→ Passage shown:
Re: [Qemu-devel] [PATCH] migration: Fix handling fd protocol
Posted by Yury Kotov 5 years ago
11.04.2019, 15:04, "Daniel P. Berrangé" <berrange@redhat.com>:
> On Wed, Apr 10, 2019 at 12:26:52PM +0300, Yury Kotov wrote:
>>  Currently such case is possible for incoming:
>>  QMP: add-fd (fdset = 0, fd of some file):
>>      adds fd to fdset 0 and returns QEMU's fd (e.g. 33)
>>  QMP: migrate-incoming (uri = "fd:33"): fd is stored in QIOChannel *ioc
>>  ...
>>  Incoming migration completes and unrefs ioc -> close(33)
>>  QMP: remove-fd (fdset = 0, fd = 33):
>>      removes fd from fdset 0 and qemu_close() -> close(33) => double close
>
> IMHO this is user error.
>
> You've given the FD to QEMU and told it to use it for migration.
>
> Once you've done that you should not be calling remove-fd.

→ Dataset section:
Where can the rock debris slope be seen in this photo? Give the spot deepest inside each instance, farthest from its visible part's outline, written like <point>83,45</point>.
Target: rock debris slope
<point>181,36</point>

→ Short task 1:
In the migration thread excerpt, how does Daniel P. Berrangé describe the double-close case?
→ Short task 2:
Decide whether each statement agrees with the migration thread excerpt. For each one, answer yes or no and quote the deciding words.
(a) The add-fd command adds the fd to fdset 0.
(b) Berrangé says that calling remove-fd after giving the FD to QEMU for migration is acceptable.
(c) During incoming migration, the fd is stored in a QIOChannel.
→ Short task 3:
Write out the part of the migration thread excerpt between "Re: [Qemu-devel] [PATCH]" and "ioc -> close(33)", inclusive.

→ Full answer 1:
He calls it user error.

→ Full answer 2:
(a) Yes: "adds fd to fdset 0 and returns QEMU's fd (e.g. 33)"
(b) No: "Once you've done that you should not be calling remove-fd."
(c) Yes: "fd is stored in QIOChannel *ioc"

→ Full answer 3:
Re: [Qemu-devel] [PATCH] migration: Fix handling fd protocol
Posted by Yury Kotov 5 years ago
11.04.2019, 15:04, "Daniel P. Berrangé" <berrange@redhat.com>:
> On Wed, Apr 10, 2019 at 12:26:52PM +0300, Yury Kotov wrote:
>>  Currently such case is possible for incoming:
>>  QMP: add-fd (fdset = 0, fd of some file):
>>      adds fd to fdset 0 and returns QEMU's fd (e.g. 33)
>>  QMP: migrate-incoming (uri = "fd:33"): fd is stored in QIOChannel *ioc
>>  ...
>>  Incoming migration completes and unrefs ioc -> close(33)